--- START OF Supplied passage ---

At teacher training I was taught the version of history that told me the English were entirely to blame for the problems facing the Irish. Nobody mentioned the words "potato famine", nobody said a word about the attempts to provide the starving Irish peasants with grain for bread when the potato crops failed. The English were not perfect and the lecturer made sure we knew it but slavery was never mentioned. Indentured workers were mentioned - and the role of the Irish upper classes in sending some of their tenants off to America as just such workers.
The man in the library is not normal. Those of us who know him know that. There are  however many "normal" people around who do believe the nonsense he was spouting. They believe it because they want to believe it, because it is convenient to believe it. 
I try to go hunting for actual facts when I come across something like this, especially when something niggles at me and suggests, "That might not be right."
It is like the photograph that appeared again and again on Twitter yesterday. It was either taken, enhanced or doctored in such a way as to make it seem that the Prime Minister was not adhering to the rules of "social distancing". I could not find another photograph but it still seemed unlikely that the Prime Minister would be blatantly ignoring something like this. Last night our international news service showed some footage of the same story. It was then clear that the Prime Minister had in fact been adhering to the rules. The photograph repeated so many times had in fact been designed to deceive.

--- END OF Supplied passage ---
--- START OF Listing ---

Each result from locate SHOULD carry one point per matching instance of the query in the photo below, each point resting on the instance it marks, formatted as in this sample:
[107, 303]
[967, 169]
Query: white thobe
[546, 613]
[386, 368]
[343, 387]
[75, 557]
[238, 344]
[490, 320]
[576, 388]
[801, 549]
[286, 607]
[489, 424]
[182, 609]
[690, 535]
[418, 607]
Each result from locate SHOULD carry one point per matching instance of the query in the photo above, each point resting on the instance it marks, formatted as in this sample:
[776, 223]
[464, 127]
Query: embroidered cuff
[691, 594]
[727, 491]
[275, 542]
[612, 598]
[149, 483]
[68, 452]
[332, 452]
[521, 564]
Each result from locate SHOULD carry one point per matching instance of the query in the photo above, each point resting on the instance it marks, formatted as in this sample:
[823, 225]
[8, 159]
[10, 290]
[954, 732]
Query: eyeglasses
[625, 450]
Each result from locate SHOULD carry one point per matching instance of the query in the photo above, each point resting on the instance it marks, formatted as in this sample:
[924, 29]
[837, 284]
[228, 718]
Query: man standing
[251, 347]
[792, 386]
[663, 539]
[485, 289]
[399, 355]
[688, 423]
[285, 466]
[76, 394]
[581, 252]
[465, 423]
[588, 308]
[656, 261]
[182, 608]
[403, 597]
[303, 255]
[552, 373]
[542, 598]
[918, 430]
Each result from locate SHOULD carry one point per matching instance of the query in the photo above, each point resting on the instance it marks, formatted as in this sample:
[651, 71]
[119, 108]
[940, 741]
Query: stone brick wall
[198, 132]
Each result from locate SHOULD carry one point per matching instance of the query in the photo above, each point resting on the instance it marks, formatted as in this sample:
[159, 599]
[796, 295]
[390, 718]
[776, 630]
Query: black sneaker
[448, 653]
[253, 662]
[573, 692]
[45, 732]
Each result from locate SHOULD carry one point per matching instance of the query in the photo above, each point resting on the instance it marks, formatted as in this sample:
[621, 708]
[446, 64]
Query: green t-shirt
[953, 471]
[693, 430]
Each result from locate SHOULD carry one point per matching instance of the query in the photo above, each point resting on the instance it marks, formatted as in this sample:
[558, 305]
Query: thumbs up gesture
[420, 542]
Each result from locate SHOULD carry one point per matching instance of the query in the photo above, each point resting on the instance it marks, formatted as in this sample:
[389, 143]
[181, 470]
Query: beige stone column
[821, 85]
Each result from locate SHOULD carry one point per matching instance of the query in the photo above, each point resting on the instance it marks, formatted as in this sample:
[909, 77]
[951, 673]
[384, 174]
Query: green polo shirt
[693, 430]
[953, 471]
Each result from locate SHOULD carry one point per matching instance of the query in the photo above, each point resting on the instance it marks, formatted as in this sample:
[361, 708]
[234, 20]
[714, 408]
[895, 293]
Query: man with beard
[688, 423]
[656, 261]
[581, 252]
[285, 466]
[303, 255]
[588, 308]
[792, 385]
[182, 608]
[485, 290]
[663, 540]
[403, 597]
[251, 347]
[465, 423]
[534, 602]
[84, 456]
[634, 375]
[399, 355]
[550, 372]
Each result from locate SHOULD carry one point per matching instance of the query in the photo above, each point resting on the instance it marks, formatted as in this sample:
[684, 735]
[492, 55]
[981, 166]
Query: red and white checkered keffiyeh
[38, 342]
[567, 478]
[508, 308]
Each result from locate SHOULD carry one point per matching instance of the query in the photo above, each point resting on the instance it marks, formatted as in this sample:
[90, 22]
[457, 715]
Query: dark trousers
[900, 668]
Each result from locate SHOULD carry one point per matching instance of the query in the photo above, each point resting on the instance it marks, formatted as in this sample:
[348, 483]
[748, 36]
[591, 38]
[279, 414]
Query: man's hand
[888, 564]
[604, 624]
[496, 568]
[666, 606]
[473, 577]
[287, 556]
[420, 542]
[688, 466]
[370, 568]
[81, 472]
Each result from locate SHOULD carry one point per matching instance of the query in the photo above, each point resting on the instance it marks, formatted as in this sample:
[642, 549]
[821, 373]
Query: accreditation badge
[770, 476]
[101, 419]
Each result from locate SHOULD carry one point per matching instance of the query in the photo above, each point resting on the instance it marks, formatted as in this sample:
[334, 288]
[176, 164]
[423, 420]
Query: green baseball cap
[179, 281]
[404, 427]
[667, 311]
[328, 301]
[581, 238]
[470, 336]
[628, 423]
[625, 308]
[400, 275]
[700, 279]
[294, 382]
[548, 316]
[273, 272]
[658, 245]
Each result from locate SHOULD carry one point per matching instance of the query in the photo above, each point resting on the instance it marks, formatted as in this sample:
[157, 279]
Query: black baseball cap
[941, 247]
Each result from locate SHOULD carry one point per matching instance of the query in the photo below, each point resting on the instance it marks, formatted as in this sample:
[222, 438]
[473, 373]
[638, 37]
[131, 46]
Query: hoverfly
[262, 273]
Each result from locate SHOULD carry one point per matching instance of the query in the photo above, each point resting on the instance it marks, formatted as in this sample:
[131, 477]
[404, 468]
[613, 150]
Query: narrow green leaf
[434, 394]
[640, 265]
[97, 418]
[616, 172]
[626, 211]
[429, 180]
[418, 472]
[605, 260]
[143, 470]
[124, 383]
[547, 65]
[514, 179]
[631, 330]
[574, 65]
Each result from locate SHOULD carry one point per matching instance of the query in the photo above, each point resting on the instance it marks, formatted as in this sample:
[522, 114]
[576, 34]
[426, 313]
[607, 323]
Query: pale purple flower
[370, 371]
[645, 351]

--- END OF Listing ---
--- START OF Listing ---

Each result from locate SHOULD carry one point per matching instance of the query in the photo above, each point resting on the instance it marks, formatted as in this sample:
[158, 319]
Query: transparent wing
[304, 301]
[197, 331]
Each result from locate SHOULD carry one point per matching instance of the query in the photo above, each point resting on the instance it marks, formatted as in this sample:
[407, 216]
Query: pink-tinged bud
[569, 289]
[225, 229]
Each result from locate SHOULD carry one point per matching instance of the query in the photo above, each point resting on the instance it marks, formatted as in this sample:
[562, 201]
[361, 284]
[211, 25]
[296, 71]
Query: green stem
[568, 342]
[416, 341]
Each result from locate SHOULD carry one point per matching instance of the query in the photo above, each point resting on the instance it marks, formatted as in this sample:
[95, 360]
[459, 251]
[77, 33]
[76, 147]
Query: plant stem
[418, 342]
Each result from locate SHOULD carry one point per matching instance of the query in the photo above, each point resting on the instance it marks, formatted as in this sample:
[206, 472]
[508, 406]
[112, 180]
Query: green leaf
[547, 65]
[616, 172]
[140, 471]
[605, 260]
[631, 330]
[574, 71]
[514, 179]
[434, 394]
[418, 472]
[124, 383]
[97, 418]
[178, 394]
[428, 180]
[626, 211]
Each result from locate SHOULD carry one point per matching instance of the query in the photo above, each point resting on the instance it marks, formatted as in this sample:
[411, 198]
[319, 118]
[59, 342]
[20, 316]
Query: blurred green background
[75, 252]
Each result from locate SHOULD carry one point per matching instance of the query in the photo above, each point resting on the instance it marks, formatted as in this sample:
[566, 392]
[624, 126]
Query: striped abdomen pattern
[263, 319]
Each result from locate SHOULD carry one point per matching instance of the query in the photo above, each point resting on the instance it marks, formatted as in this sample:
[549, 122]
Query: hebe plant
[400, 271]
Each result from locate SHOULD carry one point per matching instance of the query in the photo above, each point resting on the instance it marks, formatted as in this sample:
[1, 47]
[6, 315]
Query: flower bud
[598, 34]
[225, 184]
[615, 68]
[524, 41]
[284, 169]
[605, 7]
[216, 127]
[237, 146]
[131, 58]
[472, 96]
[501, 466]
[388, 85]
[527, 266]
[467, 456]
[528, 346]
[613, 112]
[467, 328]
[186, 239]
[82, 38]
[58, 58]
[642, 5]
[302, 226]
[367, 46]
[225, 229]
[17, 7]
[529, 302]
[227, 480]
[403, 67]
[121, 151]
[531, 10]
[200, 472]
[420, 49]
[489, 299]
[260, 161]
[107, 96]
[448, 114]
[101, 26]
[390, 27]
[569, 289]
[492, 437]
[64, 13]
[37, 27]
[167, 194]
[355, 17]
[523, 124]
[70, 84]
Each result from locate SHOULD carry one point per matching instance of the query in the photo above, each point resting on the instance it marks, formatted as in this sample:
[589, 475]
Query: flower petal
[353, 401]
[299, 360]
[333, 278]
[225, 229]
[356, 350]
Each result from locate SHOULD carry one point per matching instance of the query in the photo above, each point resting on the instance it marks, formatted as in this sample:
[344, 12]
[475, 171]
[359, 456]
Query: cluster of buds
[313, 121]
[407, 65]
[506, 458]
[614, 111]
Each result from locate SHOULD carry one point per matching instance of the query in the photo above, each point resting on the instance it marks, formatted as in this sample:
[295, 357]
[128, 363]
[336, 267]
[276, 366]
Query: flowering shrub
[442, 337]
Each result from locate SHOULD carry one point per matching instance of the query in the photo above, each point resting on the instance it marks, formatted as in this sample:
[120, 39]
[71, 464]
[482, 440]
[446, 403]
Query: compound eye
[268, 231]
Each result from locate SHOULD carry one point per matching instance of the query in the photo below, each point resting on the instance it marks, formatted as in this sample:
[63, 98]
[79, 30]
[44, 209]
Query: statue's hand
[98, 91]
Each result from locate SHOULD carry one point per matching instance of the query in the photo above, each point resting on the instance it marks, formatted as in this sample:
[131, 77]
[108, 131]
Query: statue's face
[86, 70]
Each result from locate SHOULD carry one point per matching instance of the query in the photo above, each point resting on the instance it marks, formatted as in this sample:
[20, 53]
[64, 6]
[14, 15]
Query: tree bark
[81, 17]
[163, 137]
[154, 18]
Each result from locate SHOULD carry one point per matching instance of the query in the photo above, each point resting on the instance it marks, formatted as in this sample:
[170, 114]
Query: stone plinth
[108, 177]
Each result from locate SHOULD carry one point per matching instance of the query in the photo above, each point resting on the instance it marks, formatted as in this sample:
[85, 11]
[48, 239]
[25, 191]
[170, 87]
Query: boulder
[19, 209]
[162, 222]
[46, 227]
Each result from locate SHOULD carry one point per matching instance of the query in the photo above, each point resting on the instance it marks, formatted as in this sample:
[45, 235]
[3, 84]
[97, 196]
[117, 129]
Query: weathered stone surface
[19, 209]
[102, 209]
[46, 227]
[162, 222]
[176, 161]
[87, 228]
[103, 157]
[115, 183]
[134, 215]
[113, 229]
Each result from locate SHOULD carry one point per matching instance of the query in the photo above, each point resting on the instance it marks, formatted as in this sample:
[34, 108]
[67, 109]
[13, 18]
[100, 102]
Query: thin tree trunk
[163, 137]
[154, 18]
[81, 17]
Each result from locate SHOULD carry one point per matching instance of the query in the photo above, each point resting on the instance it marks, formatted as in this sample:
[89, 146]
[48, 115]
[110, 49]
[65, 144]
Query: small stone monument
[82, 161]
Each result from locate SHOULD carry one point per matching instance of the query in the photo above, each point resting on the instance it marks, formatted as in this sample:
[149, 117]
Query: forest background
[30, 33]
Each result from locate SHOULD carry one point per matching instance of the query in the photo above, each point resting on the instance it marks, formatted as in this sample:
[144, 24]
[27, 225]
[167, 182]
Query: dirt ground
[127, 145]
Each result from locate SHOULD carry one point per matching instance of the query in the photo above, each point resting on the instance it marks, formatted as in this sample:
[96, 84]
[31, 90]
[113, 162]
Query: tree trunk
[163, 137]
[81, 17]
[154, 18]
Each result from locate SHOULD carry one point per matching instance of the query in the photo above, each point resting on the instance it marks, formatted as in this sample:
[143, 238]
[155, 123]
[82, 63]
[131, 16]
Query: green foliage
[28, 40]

--- END OF Listing ---

**Written problem 1:**
According to the passage on misleading history and a deceptive photograph, where did the photograph of the Prime Minister appear again and again?
**Written problem 2:**
Collect every line of the records that contains the string "white".

**Worked answer 1:**
On Twitter.

**Worked answer 2:**
Query: white thobe
Query: red and white checkered keffiyeh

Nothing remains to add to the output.